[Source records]
::::::

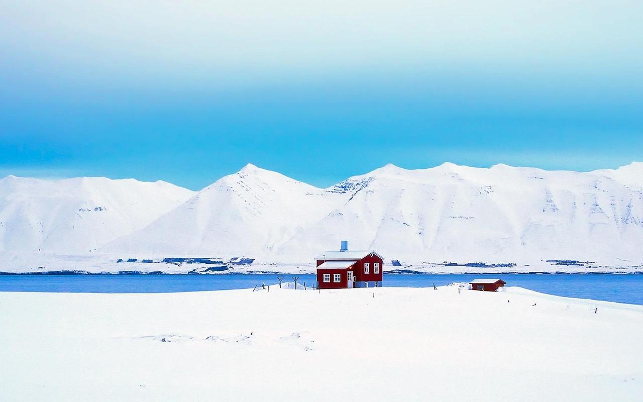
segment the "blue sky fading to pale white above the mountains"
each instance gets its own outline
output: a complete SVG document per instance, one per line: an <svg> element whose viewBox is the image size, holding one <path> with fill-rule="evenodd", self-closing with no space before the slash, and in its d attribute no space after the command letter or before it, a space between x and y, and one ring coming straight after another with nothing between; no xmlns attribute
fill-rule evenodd
<svg viewBox="0 0 643 402"><path fill-rule="evenodd" d="M15 3L0 176L643 161L640 2Z"/></svg>

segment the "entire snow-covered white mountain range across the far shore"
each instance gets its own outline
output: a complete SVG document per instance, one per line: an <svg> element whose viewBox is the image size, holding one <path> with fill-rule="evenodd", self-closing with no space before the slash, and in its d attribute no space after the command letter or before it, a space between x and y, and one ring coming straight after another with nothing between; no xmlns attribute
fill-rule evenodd
<svg viewBox="0 0 643 402"><path fill-rule="evenodd" d="M485 262L516 264L487 272L557 271L566 268L545 260L577 260L574 271L637 271L643 163L594 172L386 165L329 188L248 165L199 192L104 178L0 181L4 271L240 256L312 270L319 250L341 240L412 270Z"/></svg>

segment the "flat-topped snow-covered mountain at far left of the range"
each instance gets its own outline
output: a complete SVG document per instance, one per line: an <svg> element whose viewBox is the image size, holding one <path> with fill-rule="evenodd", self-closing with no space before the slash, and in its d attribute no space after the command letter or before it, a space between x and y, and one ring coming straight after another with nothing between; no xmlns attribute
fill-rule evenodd
<svg viewBox="0 0 643 402"><path fill-rule="evenodd" d="M164 181L7 176L0 179L0 251L89 253L193 195Z"/></svg>

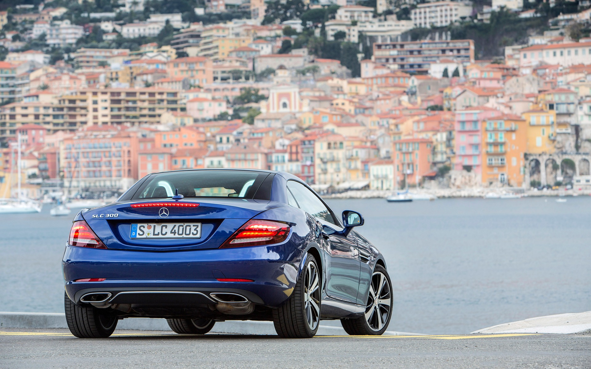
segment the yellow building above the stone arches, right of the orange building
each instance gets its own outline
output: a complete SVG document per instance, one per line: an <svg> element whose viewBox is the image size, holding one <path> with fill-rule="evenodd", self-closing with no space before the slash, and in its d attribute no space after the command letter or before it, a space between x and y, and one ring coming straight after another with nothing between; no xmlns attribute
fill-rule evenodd
<svg viewBox="0 0 591 369"><path fill-rule="evenodd" d="M528 110L522 113L527 125L528 154L551 154L556 141L556 110Z"/></svg>

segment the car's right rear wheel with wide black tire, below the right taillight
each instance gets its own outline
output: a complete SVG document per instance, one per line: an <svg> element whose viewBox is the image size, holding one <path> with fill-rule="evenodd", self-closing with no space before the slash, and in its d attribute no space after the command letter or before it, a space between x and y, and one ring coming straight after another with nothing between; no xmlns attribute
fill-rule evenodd
<svg viewBox="0 0 591 369"><path fill-rule="evenodd" d="M282 338L312 338L320 325L322 270L312 254L307 254L306 264L302 270L291 297L283 306L273 309L275 331ZM309 277L308 270L314 270L317 280L314 275ZM312 293L307 295L309 289ZM311 303L310 299L313 299L314 303Z"/></svg>

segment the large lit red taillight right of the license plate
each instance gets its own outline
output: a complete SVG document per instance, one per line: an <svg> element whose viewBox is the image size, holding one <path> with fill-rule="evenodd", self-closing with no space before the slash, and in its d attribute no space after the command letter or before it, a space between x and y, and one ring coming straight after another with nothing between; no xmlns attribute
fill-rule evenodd
<svg viewBox="0 0 591 369"><path fill-rule="evenodd" d="M242 247L280 243L287 239L290 226L271 220L249 220L220 246Z"/></svg>

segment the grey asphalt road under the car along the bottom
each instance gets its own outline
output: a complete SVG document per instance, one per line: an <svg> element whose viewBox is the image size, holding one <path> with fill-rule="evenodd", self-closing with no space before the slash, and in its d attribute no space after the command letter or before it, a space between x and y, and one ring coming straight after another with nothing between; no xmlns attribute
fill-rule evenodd
<svg viewBox="0 0 591 369"><path fill-rule="evenodd" d="M184 336L0 329L0 368L591 368L591 334Z"/></svg>

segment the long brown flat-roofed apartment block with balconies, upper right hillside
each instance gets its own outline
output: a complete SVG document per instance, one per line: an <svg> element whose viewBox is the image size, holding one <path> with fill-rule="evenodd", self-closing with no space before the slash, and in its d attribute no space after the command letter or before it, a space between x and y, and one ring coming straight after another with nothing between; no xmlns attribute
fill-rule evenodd
<svg viewBox="0 0 591 369"><path fill-rule="evenodd" d="M374 43L376 64L400 71L427 73L432 63L454 59L463 66L474 63L473 40Z"/></svg>

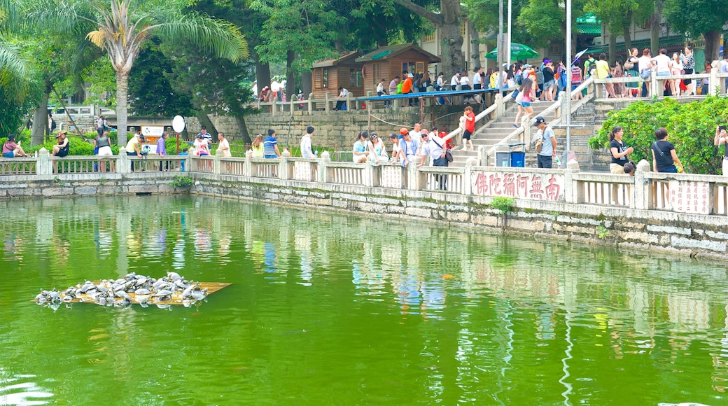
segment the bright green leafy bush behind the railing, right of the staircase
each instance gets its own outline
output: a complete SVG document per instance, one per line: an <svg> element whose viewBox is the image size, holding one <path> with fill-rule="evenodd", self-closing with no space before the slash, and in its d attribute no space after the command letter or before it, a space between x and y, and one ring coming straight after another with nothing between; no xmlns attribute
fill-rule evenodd
<svg viewBox="0 0 728 406"><path fill-rule="evenodd" d="M713 175L720 171L723 155L713 146L713 136L716 126L727 122L727 97L707 97L693 103L678 103L670 98L656 103L638 101L623 110L610 112L598 135L589 140L589 146L593 150L607 148L609 132L620 125L625 129L622 140L635 148L630 160L646 159L652 164L654 131L665 127L685 170Z"/></svg>

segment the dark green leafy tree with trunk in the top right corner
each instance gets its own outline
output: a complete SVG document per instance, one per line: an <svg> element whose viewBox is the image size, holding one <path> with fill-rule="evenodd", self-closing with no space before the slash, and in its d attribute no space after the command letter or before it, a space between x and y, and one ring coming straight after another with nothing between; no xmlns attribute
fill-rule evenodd
<svg viewBox="0 0 728 406"><path fill-rule="evenodd" d="M662 15L673 31L705 39L705 60L718 59L723 26L728 23L728 4L708 0L664 0Z"/></svg>

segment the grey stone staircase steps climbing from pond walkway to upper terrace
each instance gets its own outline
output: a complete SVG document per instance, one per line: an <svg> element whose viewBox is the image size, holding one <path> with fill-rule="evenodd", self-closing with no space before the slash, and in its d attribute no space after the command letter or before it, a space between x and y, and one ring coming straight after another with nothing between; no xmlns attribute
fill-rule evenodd
<svg viewBox="0 0 728 406"><path fill-rule="evenodd" d="M495 119L494 121L486 122L486 124L475 131L475 134L472 137L473 151L462 151L462 141L457 148L454 148L452 151L453 162L451 162L449 166L464 167L468 158L471 156L475 158L478 157L478 148L480 146L485 146L486 149L490 149L515 130L515 127L513 127L513 121L515 120L515 115L518 114L518 106L516 106L515 103L508 104L510 107L507 108L503 116L498 117L498 119ZM551 105L552 102L531 103L531 106L534 108L534 114L531 114L531 119L541 114L542 111ZM462 140L461 136L458 136L457 138L458 140ZM506 151L506 149L504 149L504 151ZM491 157L490 160L491 162L488 164L494 165L495 157Z"/></svg>

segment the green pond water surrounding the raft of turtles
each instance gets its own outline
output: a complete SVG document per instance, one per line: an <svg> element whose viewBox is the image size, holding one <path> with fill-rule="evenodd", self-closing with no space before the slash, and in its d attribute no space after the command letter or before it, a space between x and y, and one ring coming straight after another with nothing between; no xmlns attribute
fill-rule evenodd
<svg viewBox="0 0 728 406"><path fill-rule="evenodd" d="M0 405L727 405L727 266L208 197L0 202ZM41 288L177 271L201 306Z"/></svg>

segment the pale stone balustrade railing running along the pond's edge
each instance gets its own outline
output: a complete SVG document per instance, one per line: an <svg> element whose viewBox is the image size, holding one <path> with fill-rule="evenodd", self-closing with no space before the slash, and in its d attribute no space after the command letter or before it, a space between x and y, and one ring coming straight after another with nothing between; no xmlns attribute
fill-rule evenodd
<svg viewBox="0 0 728 406"><path fill-rule="evenodd" d="M419 161L419 158L416 159ZM0 159L0 175L103 175L180 171L201 176L225 176L254 183L296 182L304 188L331 186L388 188L459 196L506 196L543 202L662 210L697 215L728 215L728 178L718 175L649 172L638 164L635 176L580 172L569 162L566 170L518 167L483 167L473 161L465 167L402 167L393 162L355 164L283 156L280 159L218 158L216 156L138 157L122 154L55 158L41 150L37 158ZM95 166L97 165L97 166ZM132 165L134 170L132 171ZM103 170L101 169L103 168ZM47 178L47 176L39 177Z"/></svg>

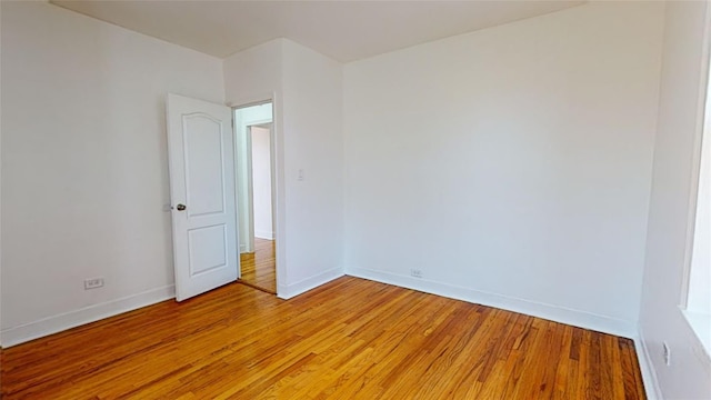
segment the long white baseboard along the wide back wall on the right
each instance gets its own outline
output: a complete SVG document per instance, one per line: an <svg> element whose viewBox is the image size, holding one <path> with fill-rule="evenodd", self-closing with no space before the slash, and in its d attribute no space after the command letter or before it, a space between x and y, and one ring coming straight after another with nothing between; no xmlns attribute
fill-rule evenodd
<svg viewBox="0 0 711 400"><path fill-rule="evenodd" d="M421 278L411 278L389 272L374 271L362 268L347 268L346 274L369 279L382 283L394 284L408 289L438 294L451 299L494 307L508 311L533 316L550 321L591 329L623 338L635 338L637 329L633 323L624 320L599 316L595 313L568 309L564 307L519 299L497 293L488 293L449 283L435 282Z"/></svg>

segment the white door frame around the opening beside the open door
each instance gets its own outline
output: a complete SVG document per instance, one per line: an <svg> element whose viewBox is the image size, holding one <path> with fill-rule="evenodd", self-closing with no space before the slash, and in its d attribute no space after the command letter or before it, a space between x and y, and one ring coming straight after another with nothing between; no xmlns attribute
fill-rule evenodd
<svg viewBox="0 0 711 400"><path fill-rule="evenodd" d="M253 96L248 98L241 98L238 101L228 103L228 107L232 109L232 119L234 120L234 111L246 107L260 106L271 102L271 123L272 129L270 132L271 139L271 163L272 163L272 223L274 226L274 273L277 277L277 297L284 292L287 281L287 266L286 266L286 202L284 202L284 150L283 150L283 131L281 124L281 103L277 98L277 93L264 93L260 96ZM234 138L237 139L237 123L232 126ZM249 138L250 136L248 136ZM237 140L234 140L234 151L237 154ZM251 156L250 156L251 158ZM251 160L249 163L251 168ZM237 169L237 163L236 163ZM236 171L237 172L237 171ZM250 171L251 172L251 171ZM237 180L238 174L234 174ZM249 178L251 180L251 177ZM237 184L237 181L236 181ZM249 184L251 187L251 182ZM239 187L238 187L239 188ZM236 191L237 196L237 191ZM236 201L239 201L236 198ZM251 212L251 211L250 211ZM238 212L239 214L239 212ZM238 221L239 222L239 221ZM252 221L253 226L253 221ZM238 248L241 238L239 237L239 229L237 231ZM238 277L241 277L241 264L239 266Z"/></svg>

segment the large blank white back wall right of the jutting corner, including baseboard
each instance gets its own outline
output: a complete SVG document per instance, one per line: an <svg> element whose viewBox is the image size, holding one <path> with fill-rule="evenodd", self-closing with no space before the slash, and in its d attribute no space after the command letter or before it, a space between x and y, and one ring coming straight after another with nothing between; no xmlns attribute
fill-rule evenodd
<svg viewBox="0 0 711 400"><path fill-rule="evenodd" d="M347 273L634 336L662 18L592 2L347 64Z"/></svg>

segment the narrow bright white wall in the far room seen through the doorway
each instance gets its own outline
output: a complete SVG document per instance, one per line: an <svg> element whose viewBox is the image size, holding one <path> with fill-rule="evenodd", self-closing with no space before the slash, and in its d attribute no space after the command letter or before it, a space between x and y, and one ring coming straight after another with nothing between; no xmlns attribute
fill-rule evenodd
<svg viewBox="0 0 711 400"><path fill-rule="evenodd" d="M254 202L254 237L272 240L271 218L271 132L252 127L252 188Z"/></svg>

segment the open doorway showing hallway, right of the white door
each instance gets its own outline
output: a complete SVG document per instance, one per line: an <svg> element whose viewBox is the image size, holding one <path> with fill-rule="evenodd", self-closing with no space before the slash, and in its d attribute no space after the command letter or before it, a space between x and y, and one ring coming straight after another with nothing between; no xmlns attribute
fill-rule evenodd
<svg viewBox="0 0 711 400"><path fill-rule="evenodd" d="M272 103L234 109L240 282L277 293Z"/></svg>

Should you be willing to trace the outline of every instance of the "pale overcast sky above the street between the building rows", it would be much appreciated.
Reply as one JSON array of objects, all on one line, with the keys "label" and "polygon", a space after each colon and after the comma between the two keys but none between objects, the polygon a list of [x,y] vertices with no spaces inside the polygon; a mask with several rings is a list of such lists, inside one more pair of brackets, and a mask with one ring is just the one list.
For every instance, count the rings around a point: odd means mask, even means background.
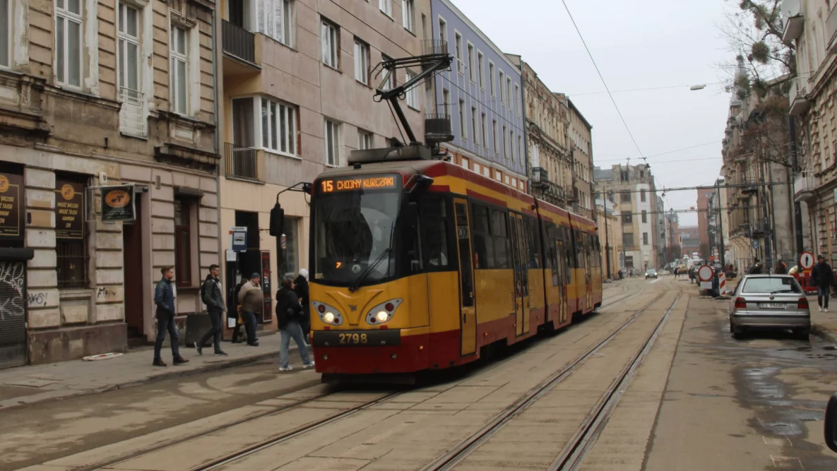
[{"label": "pale overcast sky above the street between the building rows", "polygon": [[[619,114],[604,92],[561,0],[453,0],[504,52],[521,54],[552,91],[569,94],[593,125],[593,164],[639,163]],[[729,111],[722,62],[734,61],[718,26],[722,0],[566,0],[658,188],[712,184],[721,173]],[[511,7],[511,8],[510,8]],[[591,94],[593,93],[593,94]],[[701,145],[706,144],[706,145]],[[695,147],[700,146],[700,147]],[[695,148],[693,148],[695,147]],[[690,148],[687,150],[678,149]],[[665,155],[657,155],[665,153]],[[696,206],[694,190],[665,194],[665,210]],[[680,215],[696,225],[695,214]]]}]

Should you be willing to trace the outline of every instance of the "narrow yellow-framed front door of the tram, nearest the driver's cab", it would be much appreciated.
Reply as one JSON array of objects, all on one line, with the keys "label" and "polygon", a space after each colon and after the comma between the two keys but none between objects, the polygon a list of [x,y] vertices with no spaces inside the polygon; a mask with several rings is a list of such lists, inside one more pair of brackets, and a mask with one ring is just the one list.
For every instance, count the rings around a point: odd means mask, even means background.
[{"label": "narrow yellow-framed front door of the tram, nearest the driver's cab", "polygon": [[474,291],[474,258],[471,256],[470,220],[465,199],[454,199],[456,241],[460,251],[460,332],[461,355],[476,352],[476,297]]}]

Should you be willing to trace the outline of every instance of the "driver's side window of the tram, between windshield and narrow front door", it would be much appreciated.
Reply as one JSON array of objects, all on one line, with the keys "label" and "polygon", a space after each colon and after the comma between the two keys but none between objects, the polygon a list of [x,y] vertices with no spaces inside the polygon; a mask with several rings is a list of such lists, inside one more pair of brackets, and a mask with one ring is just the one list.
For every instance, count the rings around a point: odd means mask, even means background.
[{"label": "driver's side window of the tram, between windshield and narrow front door", "polygon": [[450,258],[448,202],[444,199],[426,199],[419,206],[422,256],[427,272],[447,272],[453,269]]}]

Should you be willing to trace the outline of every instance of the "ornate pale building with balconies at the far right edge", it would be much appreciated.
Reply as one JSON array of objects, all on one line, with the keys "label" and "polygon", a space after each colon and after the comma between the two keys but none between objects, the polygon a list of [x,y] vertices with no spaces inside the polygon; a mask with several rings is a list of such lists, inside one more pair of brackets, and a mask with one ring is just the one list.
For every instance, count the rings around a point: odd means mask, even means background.
[{"label": "ornate pale building with balconies at the far right edge", "polygon": [[789,91],[798,172],[793,196],[802,214],[803,250],[837,266],[837,12],[828,0],[798,0],[784,8],[783,38],[796,45],[797,77]]}]

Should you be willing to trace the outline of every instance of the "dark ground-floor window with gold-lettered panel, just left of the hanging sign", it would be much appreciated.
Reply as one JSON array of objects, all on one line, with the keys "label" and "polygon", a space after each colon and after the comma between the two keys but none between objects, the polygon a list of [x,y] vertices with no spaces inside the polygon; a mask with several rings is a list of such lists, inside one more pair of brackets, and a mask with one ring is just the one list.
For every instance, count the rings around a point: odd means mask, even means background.
[{"label": "dark ground-floor window with gold-lettered panel, just left of the hanging sign", "polygon": [[77,173],[55,173],[55,255],[59,289],[89,287],[85,182]]}]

::::::

From the records above, pull every line that carries the word "snow".

**Response**
segment the "entire snow-covered white mountain range across the far shore"
segment the "flat-topped snow-covered mountain at far left of the range"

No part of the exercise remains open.